• [TASK DATA]
---
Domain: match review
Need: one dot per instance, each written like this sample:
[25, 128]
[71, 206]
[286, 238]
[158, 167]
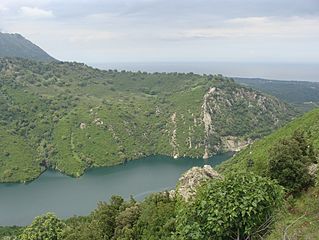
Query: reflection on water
[66, 196]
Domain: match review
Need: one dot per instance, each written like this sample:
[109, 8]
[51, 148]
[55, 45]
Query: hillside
[15, 45]
[70, 117]
[303, 95]
[299, 218]
[258, 152]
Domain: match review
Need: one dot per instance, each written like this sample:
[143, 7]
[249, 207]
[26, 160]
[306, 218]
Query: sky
[168, 30]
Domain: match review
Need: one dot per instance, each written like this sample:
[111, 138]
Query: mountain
[259, 151]
[70, 117]
[299, 216]
[15, 45]
[303, 95]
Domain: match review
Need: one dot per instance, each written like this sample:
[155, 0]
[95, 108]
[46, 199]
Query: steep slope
[15, 45]
[303, 95]
[258, 152]
[70, 117]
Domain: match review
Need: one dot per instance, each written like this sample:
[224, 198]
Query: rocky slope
[15, 45]
[70, 117]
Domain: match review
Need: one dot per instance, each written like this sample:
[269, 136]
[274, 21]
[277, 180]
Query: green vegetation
[44, 227]
[256, 157]
[70, 117]
[240, 206]
[303, 95]
[286, 155]
[222, 208]
[289, 163]
[15, 45]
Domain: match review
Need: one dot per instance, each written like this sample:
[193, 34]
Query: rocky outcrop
[234, 144]
[192, 179]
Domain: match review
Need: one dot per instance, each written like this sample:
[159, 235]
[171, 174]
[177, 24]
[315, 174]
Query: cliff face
[73, 117]
[230, 118]
[15, 45]
[192, 179]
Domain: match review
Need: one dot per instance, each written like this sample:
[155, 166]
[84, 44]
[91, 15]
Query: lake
[66, 196]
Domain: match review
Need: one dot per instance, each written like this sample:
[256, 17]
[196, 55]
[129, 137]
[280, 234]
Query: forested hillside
[303, 95]
[15, 45]
[70, 117]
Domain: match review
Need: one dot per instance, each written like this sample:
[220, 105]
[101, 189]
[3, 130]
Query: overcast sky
[168, 30]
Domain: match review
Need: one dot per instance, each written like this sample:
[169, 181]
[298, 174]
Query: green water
[66, 196]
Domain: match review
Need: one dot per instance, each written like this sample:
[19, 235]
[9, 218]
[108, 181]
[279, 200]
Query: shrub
[238, 207]
[289, 162]
[45, 227]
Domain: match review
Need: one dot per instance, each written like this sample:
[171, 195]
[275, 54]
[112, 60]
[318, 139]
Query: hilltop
[15, 45]
[259, 151]
[70, 117]
[303, 95]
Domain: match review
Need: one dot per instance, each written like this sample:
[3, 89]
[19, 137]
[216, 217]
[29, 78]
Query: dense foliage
[15, 45]
[119, 219]
[256, 157]
[239, 207]
[289, 162]
[303, 95]
[70, 117]
[46, 227]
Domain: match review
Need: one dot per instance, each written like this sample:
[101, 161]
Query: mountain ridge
[70, 117]
[15, 45]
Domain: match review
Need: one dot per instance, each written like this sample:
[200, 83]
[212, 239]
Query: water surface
[66, 196]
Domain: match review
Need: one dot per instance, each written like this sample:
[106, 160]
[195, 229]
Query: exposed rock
[194, 177]
[234, 144]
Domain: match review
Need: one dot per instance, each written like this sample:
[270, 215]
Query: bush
[289, 162]
[234, 208]
[45, 227]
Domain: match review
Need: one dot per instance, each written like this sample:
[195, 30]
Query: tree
[45, 227]
[157, 217]
[237, 207]
[289, 162]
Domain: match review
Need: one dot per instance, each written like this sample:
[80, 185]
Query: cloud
[35, 12]
[3, 8]
[254, 27]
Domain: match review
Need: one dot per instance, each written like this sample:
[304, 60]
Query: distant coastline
[271, 71]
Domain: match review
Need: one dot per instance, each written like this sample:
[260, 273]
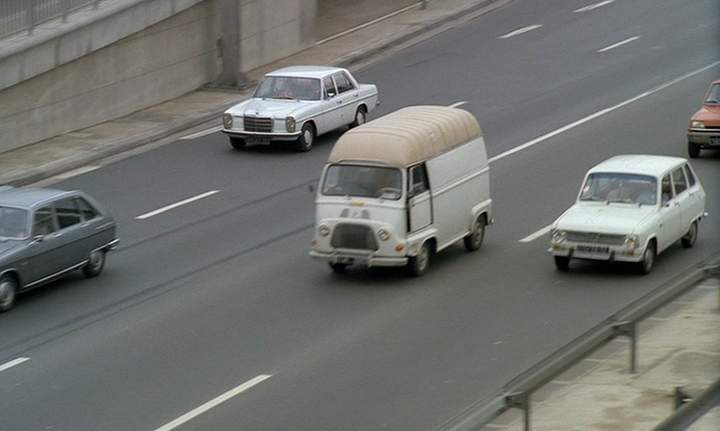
---
• [THE PROBLEM] Please gather every line above that contains the string "green", copying each one in full. Case counts, so only count a match whose capital and lowercase letters are the same.

• [ANSWER FOR THIS EXERCISE]
Query: green vegetation
Query: green water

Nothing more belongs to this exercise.